* [TEKST ŹRÓDŁOWY]
____

Kufry, walizki, torby od Louis Vuitton

Metody produkcyjne w Louis Vuitton zmieniły się nieznacznie od połowy XIX w. Walizki są tu nadal wykonywane ręcznie.

article cover
AFP

Klientowi-indywidualiście serwis Louis Vuitton oferuje dodatkowe usługi. Wedle życzenia, na zakupionym przez niego produkcie mogą pojawić się ułatwiające identyfikację: inicjały, herb, czy dekoracyjne pasy, ręcznie malowane lub uzyskiwane metodą termodruku (hot stamping), w zależności od rodzaju materiału, z którego przedmiot został wykonany. Do wyboru w szesnastu kolorach: od złota począwszy, poprzez cynobrową czerwień aż po błękit paryski. Zabiegi te nadają bagażom i akcesoriom wyraźnie osobisty charakter, pożądany szczególnie teraz, w dobie masowej produkcji.

____

* [ZAPISANE INFORMACJE]
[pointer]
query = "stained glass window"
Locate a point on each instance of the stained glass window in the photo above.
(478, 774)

____

* [POLECENIE 1]
Odpowiedz krótko na pytania dotyczące tekstu o Louis Vuitton.
(a) Od kiedy metody produkcyjne w Louis Vuitton zmieniły się tylko nieznacznie?
(b) W jaki sposób są nadal wykonywane walizki?
(c) W ilu kolorach można wybrać zdobienia?
* [POLECENIE 2] Powtórz dokładnie fragment tekstu o Louis Vuitton od słów „Metody produkcyjne w” do słów „dobie masowej produkcji.”.
* [POLECENIE 3] Wyjaśnij w jednym do trzech zdań, od czego według tekstu o Louis Vuitton zależy, czy zdobienia są malowane ręcznie, czy uzyskiwane metodą termodruku.
Materiał stanowi osobną całość, niezwiązaną z tekstem o Louis Vuitton.

* [ODPOWIEDŹ 1]
(a) Od połowy XIX w.
(b) Ręcznie.
(c) W szesnastu.

* [ODPOWIEDŹ 2]
Metody produkcyjne w Louis Vuitton zmieniły się nieznacznie od połowy XIX w. Walizki są tu nadal wykonywane ręcznie.

article cover
AFP

Klientowi-indywidualiście serwis Louis Vuitton oferuje dodatkowe usługi. Wedle życzenia, na zakupionym przez niego produkcie mogą pojawić się ułatwiające identyfikację: inicjały, herb, czy dekoracyjne pasy, ręcznie malowane lub uzyskiwane metodą termodruku (hot stamping), w zależności od rodzaju materiału, z którego przedmiot został wykonany. Do wyboru w szesnastu kolorach: od złota począwszy, poprzez cynobrową czerwień aż po błękit paryski. Zabiegi te nadają bagażom i akcesoriom wyraźnie osobisty charakter, pożądany szczególnie teraz, w dobie masowej produkcji.

* [ODPOWIEDŹ 3] Zależy to od rodzaju materiału, z którego przedmiot został wykonany. W zależności od materiału zdobienia są albo malowane ręcznie, albo nanoszone metodą termodruku (hot stamping).